▸ Work to be completed
Once the line containing "[(433, 45), (463, 181)]" has been copied, stop; copy every line before it exactly, beginning with the first line of the material below.

▸ Provided information
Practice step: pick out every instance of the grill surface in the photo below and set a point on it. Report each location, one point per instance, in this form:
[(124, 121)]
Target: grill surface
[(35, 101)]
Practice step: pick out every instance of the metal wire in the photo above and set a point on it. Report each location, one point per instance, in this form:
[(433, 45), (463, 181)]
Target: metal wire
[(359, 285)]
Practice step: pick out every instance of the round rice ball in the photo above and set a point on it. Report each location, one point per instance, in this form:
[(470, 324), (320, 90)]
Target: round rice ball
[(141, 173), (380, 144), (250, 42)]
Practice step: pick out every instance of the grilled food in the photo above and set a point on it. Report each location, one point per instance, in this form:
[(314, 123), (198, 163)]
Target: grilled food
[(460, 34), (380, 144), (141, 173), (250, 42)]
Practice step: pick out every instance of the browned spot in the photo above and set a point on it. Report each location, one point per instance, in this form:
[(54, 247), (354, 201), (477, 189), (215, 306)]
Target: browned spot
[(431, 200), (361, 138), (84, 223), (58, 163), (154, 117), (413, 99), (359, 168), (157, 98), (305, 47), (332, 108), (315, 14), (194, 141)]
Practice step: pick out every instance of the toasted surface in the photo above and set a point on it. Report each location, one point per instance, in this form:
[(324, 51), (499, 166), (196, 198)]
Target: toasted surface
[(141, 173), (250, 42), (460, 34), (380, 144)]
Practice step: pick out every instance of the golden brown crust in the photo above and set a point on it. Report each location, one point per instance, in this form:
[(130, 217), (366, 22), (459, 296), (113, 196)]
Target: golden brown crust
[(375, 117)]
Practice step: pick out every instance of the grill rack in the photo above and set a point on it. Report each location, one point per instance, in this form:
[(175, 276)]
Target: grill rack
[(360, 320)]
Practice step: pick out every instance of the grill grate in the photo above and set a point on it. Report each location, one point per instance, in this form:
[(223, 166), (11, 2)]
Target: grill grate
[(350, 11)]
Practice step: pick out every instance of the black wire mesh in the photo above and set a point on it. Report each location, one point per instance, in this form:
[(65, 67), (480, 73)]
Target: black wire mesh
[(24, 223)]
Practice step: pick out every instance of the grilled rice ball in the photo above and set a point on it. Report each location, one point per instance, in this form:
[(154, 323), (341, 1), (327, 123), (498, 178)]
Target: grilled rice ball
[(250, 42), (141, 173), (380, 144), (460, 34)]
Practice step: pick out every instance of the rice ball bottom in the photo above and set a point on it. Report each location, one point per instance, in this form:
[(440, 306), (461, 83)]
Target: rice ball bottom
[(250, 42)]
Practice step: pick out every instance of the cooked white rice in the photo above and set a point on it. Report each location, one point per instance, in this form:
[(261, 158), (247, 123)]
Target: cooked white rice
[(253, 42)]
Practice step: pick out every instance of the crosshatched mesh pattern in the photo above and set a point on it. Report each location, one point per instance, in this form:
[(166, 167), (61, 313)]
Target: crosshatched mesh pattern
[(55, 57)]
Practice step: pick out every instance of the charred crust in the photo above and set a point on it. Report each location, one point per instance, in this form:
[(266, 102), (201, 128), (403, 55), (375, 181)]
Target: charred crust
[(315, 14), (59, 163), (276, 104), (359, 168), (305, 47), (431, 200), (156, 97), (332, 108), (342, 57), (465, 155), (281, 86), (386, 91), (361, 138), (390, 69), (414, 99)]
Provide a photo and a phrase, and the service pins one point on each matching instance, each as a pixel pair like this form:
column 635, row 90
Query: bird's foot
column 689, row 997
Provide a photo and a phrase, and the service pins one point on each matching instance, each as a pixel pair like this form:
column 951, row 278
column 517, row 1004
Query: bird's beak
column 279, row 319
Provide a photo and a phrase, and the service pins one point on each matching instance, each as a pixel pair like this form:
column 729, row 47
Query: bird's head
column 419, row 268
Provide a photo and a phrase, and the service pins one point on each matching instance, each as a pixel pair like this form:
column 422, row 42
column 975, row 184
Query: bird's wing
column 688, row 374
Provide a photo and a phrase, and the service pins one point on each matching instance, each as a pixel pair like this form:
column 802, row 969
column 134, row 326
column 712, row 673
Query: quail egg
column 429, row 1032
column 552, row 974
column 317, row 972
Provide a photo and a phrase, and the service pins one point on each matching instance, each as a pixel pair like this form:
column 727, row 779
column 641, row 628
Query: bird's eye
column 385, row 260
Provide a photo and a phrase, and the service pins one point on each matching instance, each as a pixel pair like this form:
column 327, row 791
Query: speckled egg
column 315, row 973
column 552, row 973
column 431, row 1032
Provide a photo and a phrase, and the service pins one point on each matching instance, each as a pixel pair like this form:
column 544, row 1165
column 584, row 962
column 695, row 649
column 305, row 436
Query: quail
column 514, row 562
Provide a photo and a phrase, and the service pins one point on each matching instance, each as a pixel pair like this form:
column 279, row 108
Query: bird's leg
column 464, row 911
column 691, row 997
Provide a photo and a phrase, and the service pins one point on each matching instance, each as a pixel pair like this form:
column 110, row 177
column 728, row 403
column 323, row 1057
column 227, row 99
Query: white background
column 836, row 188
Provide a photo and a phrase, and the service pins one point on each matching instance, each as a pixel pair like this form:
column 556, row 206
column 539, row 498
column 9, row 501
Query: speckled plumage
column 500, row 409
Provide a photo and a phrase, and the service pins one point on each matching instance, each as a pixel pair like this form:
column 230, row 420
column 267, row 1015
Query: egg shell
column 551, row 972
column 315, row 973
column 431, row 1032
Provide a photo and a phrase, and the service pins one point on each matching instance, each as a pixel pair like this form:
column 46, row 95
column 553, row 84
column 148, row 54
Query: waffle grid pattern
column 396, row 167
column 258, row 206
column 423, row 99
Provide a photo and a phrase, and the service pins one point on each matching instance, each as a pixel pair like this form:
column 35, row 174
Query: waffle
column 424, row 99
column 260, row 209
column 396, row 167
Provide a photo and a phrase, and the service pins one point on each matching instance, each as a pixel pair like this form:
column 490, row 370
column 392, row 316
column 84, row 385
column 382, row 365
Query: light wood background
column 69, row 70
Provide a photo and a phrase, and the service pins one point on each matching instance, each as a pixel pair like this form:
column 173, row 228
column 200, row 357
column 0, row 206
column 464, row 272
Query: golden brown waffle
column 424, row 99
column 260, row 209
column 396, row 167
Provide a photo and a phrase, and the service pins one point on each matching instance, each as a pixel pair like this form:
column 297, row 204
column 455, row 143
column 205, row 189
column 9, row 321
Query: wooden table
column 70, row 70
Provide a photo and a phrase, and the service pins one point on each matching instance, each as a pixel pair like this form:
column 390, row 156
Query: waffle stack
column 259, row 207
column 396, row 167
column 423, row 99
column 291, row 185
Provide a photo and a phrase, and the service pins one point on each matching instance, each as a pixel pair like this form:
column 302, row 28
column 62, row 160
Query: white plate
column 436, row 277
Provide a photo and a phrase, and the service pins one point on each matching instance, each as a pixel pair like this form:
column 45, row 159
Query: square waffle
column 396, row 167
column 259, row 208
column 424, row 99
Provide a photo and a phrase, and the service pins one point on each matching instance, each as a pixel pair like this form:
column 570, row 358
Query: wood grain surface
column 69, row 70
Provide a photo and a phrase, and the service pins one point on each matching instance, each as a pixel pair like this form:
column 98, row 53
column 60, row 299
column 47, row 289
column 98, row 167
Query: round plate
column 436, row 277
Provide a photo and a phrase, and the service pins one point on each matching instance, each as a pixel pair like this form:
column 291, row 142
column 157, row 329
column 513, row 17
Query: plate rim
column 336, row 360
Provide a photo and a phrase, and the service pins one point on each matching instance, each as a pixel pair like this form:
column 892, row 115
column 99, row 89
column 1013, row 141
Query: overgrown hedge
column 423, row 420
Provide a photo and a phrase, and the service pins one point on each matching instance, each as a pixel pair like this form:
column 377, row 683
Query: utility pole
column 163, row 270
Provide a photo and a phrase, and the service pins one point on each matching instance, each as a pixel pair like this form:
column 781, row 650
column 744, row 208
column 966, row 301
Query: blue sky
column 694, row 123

▸ Solution to this task
Practice step: pick out every instance of the grill surface in the photo below and set a point on it. Report each location, one point per instance, in this form:
[(124, 121)]
Target: grill surface
[(35, 101)]
Practice step: pick out every instance of the metal wire in the photo above and set a point on it. Report each location, one point per instance, in this form:
[(433, 45), (463, 181)]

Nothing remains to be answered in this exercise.